Exercise: From the line that holds "Verify that every instance of the uniform" to the last line of the data, copy everything exactly; leave out all the rest.

Dataset records about object locations:

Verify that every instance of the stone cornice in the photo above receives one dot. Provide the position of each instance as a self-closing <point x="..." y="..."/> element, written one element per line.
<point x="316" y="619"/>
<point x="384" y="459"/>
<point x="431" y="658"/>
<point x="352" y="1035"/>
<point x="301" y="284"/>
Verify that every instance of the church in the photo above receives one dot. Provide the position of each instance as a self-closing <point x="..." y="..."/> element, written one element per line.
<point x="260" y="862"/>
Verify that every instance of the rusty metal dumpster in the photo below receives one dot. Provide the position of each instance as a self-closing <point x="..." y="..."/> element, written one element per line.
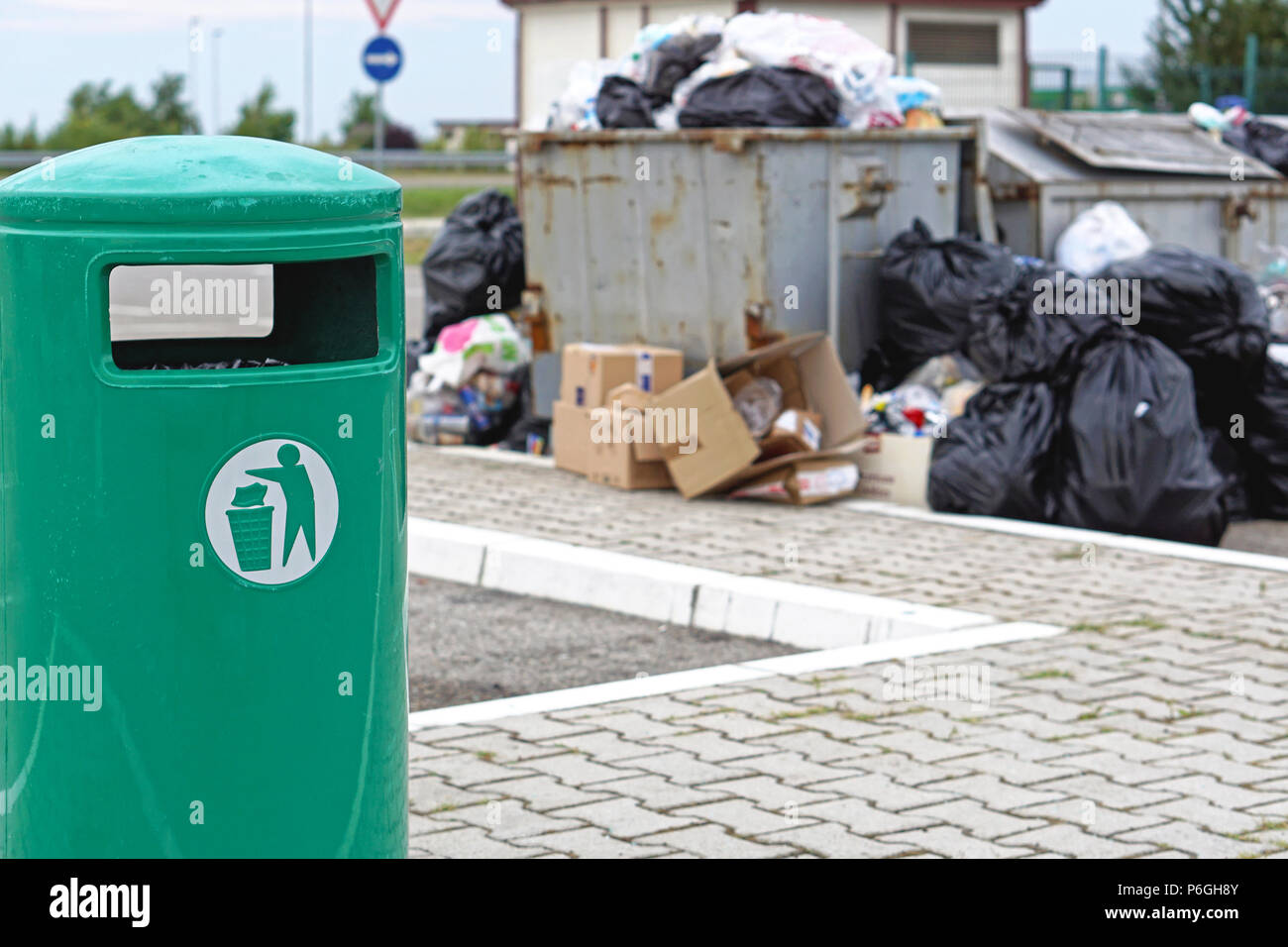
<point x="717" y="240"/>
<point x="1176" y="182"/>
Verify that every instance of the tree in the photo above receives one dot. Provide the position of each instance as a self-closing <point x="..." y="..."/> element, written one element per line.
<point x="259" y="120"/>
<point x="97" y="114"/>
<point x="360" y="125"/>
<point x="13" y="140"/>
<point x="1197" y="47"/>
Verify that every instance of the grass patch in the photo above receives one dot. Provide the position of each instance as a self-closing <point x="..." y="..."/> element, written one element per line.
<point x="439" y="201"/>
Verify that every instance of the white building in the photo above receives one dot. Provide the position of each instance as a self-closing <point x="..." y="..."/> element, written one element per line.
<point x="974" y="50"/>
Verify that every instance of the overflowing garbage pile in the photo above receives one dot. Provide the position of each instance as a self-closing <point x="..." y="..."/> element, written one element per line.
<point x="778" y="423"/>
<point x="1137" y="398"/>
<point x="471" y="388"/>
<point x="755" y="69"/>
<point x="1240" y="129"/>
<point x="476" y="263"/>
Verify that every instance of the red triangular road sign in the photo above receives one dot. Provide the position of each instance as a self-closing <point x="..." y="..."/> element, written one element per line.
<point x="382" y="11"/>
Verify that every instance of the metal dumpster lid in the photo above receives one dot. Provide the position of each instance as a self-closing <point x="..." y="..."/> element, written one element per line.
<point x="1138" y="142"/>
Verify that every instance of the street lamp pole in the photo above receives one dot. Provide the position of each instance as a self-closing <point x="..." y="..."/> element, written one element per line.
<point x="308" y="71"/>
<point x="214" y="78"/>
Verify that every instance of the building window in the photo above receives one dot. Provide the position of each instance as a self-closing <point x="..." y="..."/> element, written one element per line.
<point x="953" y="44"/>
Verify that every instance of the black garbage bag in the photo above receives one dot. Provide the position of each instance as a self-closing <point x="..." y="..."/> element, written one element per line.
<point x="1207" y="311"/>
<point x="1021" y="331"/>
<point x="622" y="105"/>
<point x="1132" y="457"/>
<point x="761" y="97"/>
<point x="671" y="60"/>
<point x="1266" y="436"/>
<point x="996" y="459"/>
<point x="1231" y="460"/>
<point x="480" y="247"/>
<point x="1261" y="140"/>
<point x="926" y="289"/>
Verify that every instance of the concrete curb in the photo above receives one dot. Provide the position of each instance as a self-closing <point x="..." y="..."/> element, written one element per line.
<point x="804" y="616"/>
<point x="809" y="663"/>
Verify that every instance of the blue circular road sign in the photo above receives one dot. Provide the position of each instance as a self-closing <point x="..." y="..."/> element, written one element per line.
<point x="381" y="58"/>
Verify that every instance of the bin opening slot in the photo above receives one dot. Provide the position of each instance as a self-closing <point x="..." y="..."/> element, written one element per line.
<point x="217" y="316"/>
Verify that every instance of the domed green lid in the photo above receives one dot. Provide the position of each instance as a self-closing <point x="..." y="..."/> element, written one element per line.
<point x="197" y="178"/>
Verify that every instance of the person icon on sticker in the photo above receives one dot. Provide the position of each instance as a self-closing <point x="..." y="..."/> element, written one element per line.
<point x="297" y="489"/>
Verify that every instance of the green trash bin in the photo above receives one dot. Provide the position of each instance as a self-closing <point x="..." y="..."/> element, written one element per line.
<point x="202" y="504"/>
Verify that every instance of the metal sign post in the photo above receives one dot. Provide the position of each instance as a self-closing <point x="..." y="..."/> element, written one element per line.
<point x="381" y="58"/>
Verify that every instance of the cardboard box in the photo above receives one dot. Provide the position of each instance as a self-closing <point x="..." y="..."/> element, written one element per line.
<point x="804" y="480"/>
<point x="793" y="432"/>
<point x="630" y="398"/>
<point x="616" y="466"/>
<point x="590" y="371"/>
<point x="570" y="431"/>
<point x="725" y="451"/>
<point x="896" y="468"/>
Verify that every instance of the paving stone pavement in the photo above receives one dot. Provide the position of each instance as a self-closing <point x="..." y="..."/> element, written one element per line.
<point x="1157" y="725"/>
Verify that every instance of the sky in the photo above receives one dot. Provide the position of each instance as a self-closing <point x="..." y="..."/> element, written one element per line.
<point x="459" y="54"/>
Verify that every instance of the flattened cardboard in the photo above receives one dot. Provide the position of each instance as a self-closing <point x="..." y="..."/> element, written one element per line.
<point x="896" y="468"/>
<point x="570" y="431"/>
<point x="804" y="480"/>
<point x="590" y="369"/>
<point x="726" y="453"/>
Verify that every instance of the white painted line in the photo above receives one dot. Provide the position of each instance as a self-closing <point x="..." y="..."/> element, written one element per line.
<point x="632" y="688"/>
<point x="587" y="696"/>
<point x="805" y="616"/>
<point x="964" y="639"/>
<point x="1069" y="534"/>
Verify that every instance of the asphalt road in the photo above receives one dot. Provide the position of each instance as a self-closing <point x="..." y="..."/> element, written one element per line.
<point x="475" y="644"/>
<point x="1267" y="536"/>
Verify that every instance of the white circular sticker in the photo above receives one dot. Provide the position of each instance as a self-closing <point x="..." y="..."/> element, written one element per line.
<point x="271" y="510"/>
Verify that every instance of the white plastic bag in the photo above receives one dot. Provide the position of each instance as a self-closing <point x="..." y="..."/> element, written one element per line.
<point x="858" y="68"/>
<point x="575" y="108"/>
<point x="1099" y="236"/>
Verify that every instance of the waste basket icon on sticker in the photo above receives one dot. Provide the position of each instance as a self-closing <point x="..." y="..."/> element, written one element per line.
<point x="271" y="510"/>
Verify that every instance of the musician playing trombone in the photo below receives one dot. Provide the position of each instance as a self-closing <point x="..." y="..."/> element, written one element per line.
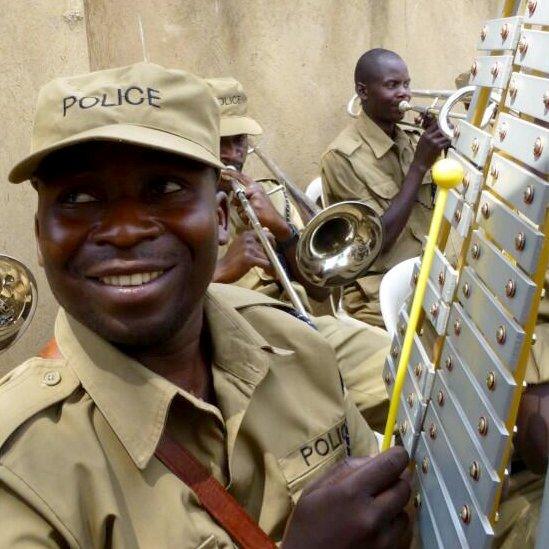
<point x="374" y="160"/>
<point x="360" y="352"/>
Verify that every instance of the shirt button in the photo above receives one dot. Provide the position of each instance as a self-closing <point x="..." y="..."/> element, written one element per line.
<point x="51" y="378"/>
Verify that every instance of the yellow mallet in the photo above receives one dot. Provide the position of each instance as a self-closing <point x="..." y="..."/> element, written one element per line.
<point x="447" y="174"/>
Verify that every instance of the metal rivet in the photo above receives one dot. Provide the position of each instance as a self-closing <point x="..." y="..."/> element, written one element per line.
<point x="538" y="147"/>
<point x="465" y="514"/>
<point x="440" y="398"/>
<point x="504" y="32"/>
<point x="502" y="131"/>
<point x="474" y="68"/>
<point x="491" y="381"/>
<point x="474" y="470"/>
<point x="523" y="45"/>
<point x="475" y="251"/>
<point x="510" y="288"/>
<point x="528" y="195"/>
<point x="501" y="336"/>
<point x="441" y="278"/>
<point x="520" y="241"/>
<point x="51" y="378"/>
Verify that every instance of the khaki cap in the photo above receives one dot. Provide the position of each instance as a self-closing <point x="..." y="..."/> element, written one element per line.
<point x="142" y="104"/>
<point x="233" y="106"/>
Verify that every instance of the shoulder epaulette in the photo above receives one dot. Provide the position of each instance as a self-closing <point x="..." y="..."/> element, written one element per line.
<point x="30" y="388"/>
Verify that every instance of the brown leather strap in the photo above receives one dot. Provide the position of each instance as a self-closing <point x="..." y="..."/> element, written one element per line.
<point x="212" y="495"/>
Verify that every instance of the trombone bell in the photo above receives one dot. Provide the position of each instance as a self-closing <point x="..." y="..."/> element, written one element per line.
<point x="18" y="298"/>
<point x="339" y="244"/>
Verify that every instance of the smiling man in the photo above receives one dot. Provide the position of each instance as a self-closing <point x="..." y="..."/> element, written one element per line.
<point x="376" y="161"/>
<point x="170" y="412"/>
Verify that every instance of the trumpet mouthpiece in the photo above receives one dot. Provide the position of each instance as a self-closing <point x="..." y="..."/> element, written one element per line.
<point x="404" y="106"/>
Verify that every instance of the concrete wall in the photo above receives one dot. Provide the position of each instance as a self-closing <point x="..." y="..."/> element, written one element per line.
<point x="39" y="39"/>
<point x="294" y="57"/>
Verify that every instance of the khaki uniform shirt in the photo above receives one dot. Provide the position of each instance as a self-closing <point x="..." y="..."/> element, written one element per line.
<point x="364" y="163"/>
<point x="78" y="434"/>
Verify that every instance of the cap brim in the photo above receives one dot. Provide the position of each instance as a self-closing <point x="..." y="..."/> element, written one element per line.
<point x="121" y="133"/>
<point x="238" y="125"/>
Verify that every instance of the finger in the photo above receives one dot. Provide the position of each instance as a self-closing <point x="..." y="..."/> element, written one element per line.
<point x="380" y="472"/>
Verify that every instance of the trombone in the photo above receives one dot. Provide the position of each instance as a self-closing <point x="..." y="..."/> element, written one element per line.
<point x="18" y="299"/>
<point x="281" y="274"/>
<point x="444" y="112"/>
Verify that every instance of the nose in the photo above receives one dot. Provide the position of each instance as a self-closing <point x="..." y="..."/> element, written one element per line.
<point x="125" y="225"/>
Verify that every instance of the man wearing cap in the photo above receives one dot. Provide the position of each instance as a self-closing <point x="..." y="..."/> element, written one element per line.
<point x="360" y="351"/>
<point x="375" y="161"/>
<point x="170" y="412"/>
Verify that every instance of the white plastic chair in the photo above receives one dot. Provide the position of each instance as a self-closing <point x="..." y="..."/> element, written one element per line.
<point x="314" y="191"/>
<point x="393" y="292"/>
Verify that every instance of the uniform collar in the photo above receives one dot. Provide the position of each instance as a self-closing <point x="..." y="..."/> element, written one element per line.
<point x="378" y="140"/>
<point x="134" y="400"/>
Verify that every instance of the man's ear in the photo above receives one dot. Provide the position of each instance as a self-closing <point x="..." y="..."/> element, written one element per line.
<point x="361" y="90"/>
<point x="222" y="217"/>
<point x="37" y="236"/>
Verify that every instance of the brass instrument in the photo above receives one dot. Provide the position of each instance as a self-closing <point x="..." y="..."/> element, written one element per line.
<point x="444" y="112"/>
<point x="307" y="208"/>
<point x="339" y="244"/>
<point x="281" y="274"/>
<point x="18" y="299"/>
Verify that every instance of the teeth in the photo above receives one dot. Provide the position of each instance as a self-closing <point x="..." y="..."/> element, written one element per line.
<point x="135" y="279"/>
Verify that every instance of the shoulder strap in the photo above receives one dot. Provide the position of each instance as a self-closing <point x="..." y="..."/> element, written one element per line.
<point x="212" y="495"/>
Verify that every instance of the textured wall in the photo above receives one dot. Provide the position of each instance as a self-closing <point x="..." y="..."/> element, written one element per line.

Completed exercise:
Verify that every instance of the uniform collar in the photo above receives one dot. Provide the position of each instance as a self-closing <point x="..." y="..."/> element, written one element per line.
<point x="378" y="140"/>
<point x="134" y="400"/>
Verify that every instance of the man's ear in the photo above receives one dot. Provide the position of each instance as a self-closing <point x="..." y="..."/> element, written one element per line.
<point x="361" y="90"/>
<point x="222" y="217"/>
<point x="37" y="236"/>
Verify that every instance of the brass instrument in the photo above receives one dot. Provide the position of each instance as a self-closing <point x="..." y="..."/> element, written one element per line.
<point x="444" y="112"/>
<point x="307" y="208"/>
<point x="339" y="244"/>
<point x="281" y="274"/>
<point x="18" y="299"/>
Verify that every instance of the teeth in the photo above receives one dot. Provide the position of each instance as a self-closing <point x="..." y="..."/> element, written one element per line.
<point x="135" y="279"/>
Verify that every instance of the shoulder strap in the photo above receives one dot. Provide the position of each instance as a self-closing <point x="..." y="..."/> element, written one element per line.
<point x="212" y="495"/>
Verify that every instance of the textured wall in the photo above receives one dot. Provide the position of each instance as a self-closing <point x="..." y="..."/> element, written one element per line.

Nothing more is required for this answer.